(Reading text Opens)

See above comment for a start on the up-canyon mean flow at Axis.

[jklymak]

Can you zoom in on one or two regions time. It really seems there is a sense of propagation to these....

[kurtisanstey]

@jklymak

• Plot 1 shows Jan-Mar and Plot 2 shows Jun-Aug.
• There appears to some upward propagation of the positive velocities.
• Some appear to form at the bottom and strengthen as they move upward.
• There looks to be periodicity of about a week, and/or less.
• Question: Why do they strengthen away from the bottom? Some sort of shear effect?
• Question: Why is the apparent periodicity a few days to a week? This seems to be odd timing.
• Hotchiss and Wunsch (1982) found evidence of upward propagation in internal wave driven near-bottom up-canyon mean flows (Hudson Canyon). They claim the flows must develop upward propagation as they move up the canyon, to account for the bottom slope. They also mention these flows being partially driven by long-term large-scale quasi-geostrophic flows along the canyon mouth that have periods of > a few days.

(Reading text Closes)

## Task list
(a) In the forum thread on up-canyon flow, rewrite the part that opens with the words containing "Can you zoom" and closes with "be odd timing.", putting "cyclicity" in place of "periodicity".
(b) According to the forum thread on up-canyon flow, which months does Plot 2 show?

(Data section Opens)

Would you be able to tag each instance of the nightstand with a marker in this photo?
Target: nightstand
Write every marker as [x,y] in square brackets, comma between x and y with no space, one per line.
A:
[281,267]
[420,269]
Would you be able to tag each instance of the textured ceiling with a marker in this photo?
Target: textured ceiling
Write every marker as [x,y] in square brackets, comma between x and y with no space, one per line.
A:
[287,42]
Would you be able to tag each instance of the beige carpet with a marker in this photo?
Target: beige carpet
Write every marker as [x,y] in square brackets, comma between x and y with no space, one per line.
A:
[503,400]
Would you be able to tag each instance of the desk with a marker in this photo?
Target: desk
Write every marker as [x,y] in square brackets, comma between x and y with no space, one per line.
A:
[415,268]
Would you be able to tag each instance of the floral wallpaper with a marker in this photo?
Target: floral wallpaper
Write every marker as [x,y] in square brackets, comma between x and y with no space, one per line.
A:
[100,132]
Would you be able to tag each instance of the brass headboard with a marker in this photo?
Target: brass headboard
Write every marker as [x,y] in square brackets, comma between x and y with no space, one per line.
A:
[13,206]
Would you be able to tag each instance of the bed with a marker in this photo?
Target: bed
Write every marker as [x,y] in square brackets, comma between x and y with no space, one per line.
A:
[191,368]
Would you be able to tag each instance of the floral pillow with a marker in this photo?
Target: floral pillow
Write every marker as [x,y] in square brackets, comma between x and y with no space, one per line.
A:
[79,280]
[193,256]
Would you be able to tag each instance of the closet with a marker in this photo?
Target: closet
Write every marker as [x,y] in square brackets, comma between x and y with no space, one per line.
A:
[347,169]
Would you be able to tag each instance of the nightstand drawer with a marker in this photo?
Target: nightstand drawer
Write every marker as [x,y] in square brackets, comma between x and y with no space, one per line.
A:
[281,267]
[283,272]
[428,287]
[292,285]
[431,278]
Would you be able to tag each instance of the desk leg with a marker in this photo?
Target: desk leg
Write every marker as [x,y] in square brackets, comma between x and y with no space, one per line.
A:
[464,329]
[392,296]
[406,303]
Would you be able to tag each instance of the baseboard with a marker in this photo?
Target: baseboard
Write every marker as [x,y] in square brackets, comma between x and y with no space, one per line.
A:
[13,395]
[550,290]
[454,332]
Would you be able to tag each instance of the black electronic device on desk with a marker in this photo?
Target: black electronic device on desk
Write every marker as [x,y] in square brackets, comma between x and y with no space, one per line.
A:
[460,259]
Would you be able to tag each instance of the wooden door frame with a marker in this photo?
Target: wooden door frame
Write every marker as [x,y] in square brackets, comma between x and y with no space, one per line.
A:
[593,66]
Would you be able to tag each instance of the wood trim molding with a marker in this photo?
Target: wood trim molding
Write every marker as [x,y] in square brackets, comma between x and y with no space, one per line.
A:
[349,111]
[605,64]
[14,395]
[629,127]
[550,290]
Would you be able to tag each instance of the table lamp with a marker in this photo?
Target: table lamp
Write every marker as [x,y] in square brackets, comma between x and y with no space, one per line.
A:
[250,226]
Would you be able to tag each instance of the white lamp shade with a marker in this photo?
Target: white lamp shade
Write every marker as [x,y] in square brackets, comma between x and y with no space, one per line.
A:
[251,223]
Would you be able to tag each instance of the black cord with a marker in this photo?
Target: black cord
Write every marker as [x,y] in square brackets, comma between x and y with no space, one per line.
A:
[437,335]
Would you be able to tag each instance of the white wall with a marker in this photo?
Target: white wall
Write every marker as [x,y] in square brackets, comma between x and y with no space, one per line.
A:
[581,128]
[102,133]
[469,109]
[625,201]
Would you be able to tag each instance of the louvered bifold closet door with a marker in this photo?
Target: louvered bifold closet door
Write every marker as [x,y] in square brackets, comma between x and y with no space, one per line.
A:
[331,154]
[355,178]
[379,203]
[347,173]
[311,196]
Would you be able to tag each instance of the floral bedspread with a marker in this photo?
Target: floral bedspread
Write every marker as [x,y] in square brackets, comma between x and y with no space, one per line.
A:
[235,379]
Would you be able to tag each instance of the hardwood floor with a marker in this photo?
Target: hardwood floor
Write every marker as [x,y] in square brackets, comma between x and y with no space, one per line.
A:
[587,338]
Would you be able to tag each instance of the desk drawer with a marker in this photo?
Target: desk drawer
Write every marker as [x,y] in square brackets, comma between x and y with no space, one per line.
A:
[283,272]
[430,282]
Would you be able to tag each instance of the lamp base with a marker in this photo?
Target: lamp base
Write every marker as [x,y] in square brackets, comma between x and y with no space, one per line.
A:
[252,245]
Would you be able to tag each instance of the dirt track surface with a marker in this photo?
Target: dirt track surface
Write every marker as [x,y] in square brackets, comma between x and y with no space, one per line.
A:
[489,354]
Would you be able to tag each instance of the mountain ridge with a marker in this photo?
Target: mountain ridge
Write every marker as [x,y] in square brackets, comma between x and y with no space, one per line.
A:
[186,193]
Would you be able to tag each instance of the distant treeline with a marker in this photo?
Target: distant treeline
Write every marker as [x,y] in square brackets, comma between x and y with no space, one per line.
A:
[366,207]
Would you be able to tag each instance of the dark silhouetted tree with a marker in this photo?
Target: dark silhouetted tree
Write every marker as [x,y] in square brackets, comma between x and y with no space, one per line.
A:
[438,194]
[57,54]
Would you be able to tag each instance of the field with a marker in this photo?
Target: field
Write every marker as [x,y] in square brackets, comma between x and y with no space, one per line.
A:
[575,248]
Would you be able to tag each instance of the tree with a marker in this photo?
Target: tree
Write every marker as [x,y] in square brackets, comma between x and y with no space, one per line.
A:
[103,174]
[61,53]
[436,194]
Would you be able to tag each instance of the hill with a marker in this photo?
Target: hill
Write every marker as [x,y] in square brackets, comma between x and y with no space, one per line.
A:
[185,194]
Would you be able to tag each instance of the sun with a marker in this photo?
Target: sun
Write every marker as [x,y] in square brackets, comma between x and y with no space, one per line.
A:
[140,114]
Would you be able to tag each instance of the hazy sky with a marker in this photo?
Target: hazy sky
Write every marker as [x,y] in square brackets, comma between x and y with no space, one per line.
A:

(Data section Closes)

## Response list
(a)
Can you zoom in on one or two regions time. It really seems there is a sense of propagation to these....

[kurtisanstey]

@jklymak

• Plot 1 shows Jan-Mar and Plot 2 shows Jun-Aug.
• There appears to some upward propagation of the positive velocities.
• Some appear to form at the bottom and strengthen as they move upward.
• There looks to be cyclicity of about a week, and/or less.
• Question: Why do they strengthen away from the bottom? Some sort of shear effect?
• Question: Why is the apparent cyclicity a few days to a week? This seems to be odd timing.

(b) June through August.